**PASSAGE GIVEN**:
++++

You have potential. If bodybuilding is your passion you can take it as far as you really want to. And work on your legs dammit.


----------



## Valdosta (Dec 13, 2021)

Methyl mike said:


> Gimmicks will draw a little curiosity one time as long as it's cheap but you want repeat customers over time and this idea will not give you that sorry.


then why are rolled ice cream places still in business 🤔


----------



## Valdosta (Dec 13, 2021)

Methyl mike said:


> You have potential. If bodybuilding is your passion you can take it as far as you really want to. And work on your legs dammit.


thanks. i have been going hard on them you should see where they were 3 weeks ago. had knee problems 2 weeks into starting blasting. so everything blew up but my legs 😭


----------



## Methyl mike (Dec 13, 2021)

Valdosta said:


> thanks. i have been going hard on them you should see where they were 3 weeks ago. had knee problems 2 weeks into starting blasting. so everything blew up but my legs 😭


I hear excuses and don't see your getaway sticks improving so get on it.

Also "going hard" means different things to different people. I can look at your legs and I know more or less how hard you Train them. 

So I expect progress pics In two weeks if you have a gift it will be obvious if you apply yourself. Even flex wheeler worked hard.


----------



## Valdosta (Dec 13, 2021)

++++

**Coordinate labeling data**:

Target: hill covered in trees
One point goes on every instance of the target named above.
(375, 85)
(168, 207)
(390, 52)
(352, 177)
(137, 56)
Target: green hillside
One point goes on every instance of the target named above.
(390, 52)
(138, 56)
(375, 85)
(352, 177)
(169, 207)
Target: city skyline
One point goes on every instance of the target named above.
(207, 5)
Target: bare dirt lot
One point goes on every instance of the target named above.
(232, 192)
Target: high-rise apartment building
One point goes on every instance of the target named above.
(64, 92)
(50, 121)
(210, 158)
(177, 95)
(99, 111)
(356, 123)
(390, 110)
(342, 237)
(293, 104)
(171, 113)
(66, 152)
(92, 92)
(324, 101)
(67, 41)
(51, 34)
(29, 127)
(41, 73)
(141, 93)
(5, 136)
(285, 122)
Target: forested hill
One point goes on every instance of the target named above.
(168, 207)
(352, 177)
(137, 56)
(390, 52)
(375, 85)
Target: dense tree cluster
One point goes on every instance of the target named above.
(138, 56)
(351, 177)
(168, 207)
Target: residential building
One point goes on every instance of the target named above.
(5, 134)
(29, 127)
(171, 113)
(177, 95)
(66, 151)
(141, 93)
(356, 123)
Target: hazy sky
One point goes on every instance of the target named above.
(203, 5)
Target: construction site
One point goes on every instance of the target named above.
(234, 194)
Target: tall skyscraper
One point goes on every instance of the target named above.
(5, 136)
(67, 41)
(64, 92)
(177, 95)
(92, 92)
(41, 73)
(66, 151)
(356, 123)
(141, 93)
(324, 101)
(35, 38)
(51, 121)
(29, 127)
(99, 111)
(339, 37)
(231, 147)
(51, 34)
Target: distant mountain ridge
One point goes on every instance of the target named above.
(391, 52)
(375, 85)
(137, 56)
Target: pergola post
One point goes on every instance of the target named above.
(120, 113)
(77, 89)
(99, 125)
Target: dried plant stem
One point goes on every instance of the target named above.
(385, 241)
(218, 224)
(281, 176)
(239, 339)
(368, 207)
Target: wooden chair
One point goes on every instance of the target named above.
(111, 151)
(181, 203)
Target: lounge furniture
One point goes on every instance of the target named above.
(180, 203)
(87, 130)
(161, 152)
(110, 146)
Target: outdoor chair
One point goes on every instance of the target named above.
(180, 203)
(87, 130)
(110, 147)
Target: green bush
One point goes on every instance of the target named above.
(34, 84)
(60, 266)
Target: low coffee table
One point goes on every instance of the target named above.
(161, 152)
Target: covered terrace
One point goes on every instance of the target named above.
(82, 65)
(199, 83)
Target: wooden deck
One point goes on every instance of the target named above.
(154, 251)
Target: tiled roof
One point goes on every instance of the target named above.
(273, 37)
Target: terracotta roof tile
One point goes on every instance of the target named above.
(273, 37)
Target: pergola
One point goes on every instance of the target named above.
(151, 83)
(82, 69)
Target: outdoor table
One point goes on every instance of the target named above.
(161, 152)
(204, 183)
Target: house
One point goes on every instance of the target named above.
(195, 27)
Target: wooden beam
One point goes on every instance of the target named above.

++++

**TASK DETAILS**:
Retype the bodybuilding forum thread between "I hear excuses" and "you Train them.", inclusive.

**FINISHED EXERCISE**:
I hear excuses and don't see your getaway sticks improving so get on it.

Also "going hard" means different things to different people. I can look at your legs and I know more or less how hard you Train them.